===== Data extract =====
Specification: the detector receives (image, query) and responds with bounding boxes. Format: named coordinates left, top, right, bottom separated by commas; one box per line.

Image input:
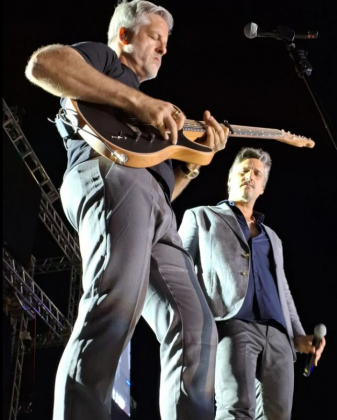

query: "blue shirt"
left=219, top=200, right=286, bottom=330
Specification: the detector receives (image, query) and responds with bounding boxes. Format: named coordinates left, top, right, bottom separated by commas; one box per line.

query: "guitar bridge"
left=111, top=131, right=127, bottom=140
left=125, top=123, right=142, bottom=141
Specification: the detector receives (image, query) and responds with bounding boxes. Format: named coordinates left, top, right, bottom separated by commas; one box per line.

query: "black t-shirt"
left=62, top=42, right=174, bottom=198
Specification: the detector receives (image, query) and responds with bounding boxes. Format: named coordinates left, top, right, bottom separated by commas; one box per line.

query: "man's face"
left=228, top=158, right=266, bottom=203
left=125, top=14, right=168, bottom=82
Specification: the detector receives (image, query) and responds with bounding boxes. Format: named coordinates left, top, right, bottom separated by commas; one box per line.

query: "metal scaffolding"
=====
## Task goal
An exact repetition of all the records above is required, excluding the pictures.

## Task output
Specification: the detector receives (image, query) and responds with bounding boxes. Format: named coordinates left, top, right, bottom separated by commas; one box per line.

Image input:

query: "blue shirt"
left=219, top=200, right=286, bottom=330
Specification: the detector receives (image, query) and responds with bounding boxes. Format: named coordinates left, top, right, bottom separated by commas; one box per line.

query: "guitar bridge"
left=111, top=131, right=127, bottom=140
left=125, top=123, right=142, bottom=141
Specification: the detector receives (image, query) and responds with bounding boxes. Format: named coordinates left, top, right, bottom separated by commas; one box per line.

query: "black t-shirt"
left=62, top=42, right=174, bottom=198
Specification: the detector receives (image, query) and responds with bounding boxes. Format: named coordinates left, top, right, bottom separated by commas; one box per line.

query: "man's face"
left=228, top=158, right=266, bottom=203
left=125, top=14, right=168, bottom=82
Specification: the detector receives (image, query) and responds with bounding boxes. Format: named coordinates left, top, right, bottom separated by commas; one box per line.

query: "metal scaffolding"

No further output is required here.